### Excerpt provided

-- Opening Marker --

Defining microRNA mediated regulation of CD157 involved in colon cancer progression


Session type:


Mahnaz Darvish Damavandi1,George Vlachogiannis2,Gift Nyamundanda2,Andrea Lampis2,Harold Parkes3,Somaieh Hedayat2,Jens Hahne2,Matteo Fassan4,Anguraj Sadanandam2,Owen Sansom5,Nicola Valeri2
1Division of Molecular Pathology, The Institute of Cancer Research, London,2The Institute of Cancer Research,3Division of Radiotherapy and Imaging, The Institute of Cancer Research, London,4Department of Medicine DIMED, University of Padova, Padova,5Cancer Research UK Beatson Institute, Glasgow



Progressive accumulation of mutations in oncogenic and tumour suppressor pathways (e.g., KRAS and p53) and also microRNA (miR) deregulation are associated with colorectal cancer (CRC) development. Very little has been done to dissect specific CRC pathways involved in miR regulation in response to stress and metabolic changes. Therefore, we investigated the interaction between miR-mediated regulation of bone marrow stromal cell antigen 1 (BST1) or CD157, a metabolic enzyme involved in the conversion of nicotinamide adenine dinuclease (NAD) to paracrine factor cyclic ADP ribose (cADPR), following the acquisition of KRAS mutation in metastatic CRC.


A combination of array analysis data, in-silico prediction tools and nuclear magnetic resonance (NMR) system were used to analyse gene (mRNA) and miR expression, as well as metabolic changes associated with different rounds of knock in/out mutations in Apc, Kras, and p53 CRC mouse models and their tumour-derived organoids (TDOs). Subsequently, we genetically modified human CRC cell lines and patients KRAS mutant (mut) TDOs from CRC metastases to modulate the candidate gene and miR. Organoids formation, growth rate and viability were measured with Live-Cell imaging systems.

-- Closing Marker --

### List of tasks
1 - Condense the paragraph of the CD157 abstract that begins "A combination of array analysis data" into a short bulleted list, keeping its main facts.
2 - In the CD157 abstract, what was measured with Live-Cell imaging systems?
3 - Finish out the next part of the CD157 abstract, picking up after its final sentence.

Data entries
-- Opening Marker --

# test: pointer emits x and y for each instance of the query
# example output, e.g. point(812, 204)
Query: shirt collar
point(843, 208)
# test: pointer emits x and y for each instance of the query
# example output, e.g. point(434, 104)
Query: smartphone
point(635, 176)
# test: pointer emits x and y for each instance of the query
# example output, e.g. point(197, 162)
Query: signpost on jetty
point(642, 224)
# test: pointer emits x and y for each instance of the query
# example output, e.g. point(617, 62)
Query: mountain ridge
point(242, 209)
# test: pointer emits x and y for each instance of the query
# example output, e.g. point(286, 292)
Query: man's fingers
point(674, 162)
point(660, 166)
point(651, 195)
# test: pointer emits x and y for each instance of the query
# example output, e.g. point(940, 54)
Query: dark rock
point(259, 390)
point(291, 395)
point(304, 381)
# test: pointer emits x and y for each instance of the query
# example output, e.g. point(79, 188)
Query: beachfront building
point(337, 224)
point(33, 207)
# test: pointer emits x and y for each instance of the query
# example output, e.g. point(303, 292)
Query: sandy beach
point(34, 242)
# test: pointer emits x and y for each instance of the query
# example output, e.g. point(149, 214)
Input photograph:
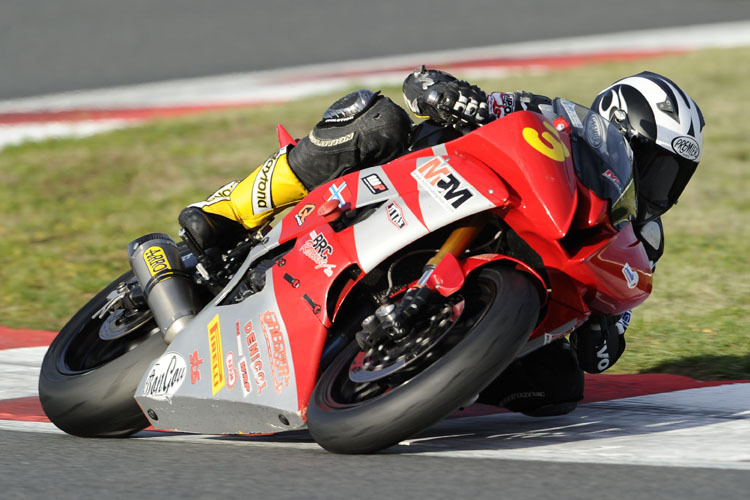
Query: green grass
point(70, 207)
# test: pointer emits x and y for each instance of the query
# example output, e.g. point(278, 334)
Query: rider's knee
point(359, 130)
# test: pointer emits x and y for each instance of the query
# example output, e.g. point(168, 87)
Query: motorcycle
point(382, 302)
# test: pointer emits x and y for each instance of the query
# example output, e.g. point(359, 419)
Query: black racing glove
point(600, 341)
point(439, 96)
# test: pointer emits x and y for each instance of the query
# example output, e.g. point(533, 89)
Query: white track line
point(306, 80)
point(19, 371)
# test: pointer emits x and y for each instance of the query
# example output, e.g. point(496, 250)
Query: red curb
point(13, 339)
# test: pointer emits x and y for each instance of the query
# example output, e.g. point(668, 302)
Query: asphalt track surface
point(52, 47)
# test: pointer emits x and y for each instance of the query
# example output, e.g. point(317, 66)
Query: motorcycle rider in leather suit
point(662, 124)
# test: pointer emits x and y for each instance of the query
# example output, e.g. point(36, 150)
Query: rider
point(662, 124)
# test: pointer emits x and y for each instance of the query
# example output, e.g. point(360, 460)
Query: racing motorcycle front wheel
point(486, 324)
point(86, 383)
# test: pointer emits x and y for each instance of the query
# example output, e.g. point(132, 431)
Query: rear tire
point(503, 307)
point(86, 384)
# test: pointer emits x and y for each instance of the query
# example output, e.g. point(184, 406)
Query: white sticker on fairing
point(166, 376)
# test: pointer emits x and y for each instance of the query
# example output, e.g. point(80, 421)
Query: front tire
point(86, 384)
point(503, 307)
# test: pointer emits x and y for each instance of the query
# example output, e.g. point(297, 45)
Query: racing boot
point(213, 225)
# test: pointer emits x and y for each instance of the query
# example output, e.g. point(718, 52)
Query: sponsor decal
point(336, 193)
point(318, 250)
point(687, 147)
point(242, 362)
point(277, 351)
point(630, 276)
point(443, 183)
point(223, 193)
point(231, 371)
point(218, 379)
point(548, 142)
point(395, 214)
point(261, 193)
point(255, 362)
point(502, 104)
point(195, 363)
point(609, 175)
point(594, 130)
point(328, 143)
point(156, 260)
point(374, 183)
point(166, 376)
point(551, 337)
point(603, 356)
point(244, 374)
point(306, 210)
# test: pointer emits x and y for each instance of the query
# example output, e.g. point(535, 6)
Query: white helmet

-- Closing Marker --
-- Opening Marker --

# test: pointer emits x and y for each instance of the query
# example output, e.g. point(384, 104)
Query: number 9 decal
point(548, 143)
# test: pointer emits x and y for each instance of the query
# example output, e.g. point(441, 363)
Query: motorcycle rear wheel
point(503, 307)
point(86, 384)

-- Closing Marker --
-- Opening Marker --

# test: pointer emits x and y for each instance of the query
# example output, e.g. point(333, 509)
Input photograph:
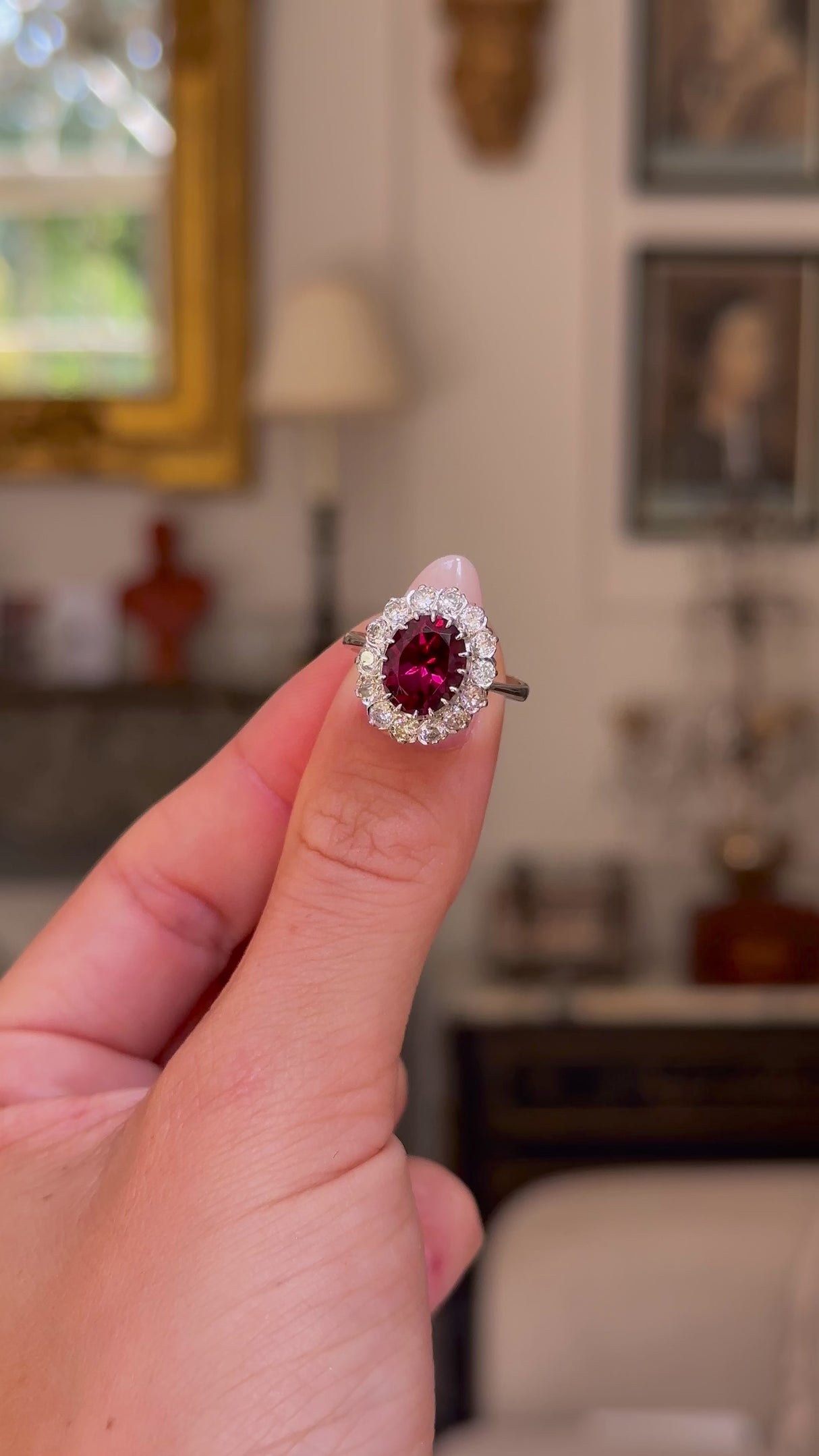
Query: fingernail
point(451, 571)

-- Closing Marker --

### Results of the tasks
1 -
- Array analysis data, in-silico prediction tools and an NMR system were used to analyze gene (mRNA) and miR expression and metabolic changes.
- These changes were tied to successive knock-in/out mutations in Apc, Kras and p53 CRC mouse models and their tumor-derived organoids (TDOs).
- Human CRC cell lines and KRAS mutant TDOs from patients' CRC metastases were then genetically modified to modulate the candidate gene and miR.
- Live-Cell imaging systems measured organoid formation, growth rate and viability.

2 - Organoid formation, growth rate and viability.

3 -
We identified mRNA/miR networks involved in cancer metabolic pathways and assessed the most significant candidates. Further target validation and analysis of human tissues microarrays showed an association between KRAS mutations, miR-203 down-regulation and over-expression of BST1, which was identified as a direct target of miR-203 regulation in our studies. Repressing BST1 and over-expressing miR-203 had a significant effect on the proliferation and migration abilities of organoids in 3D culture in normal and calorie-deprived conditions.


This project aimed to find a promising candidate as a therapeutic target in KRAS mut CRC. Although we showed KRAS mut CRC cells lost a growth advantage with miR-203 and BST1 deregulation ex vivo, work is on going to confirm the consequence of their interaction in vivo.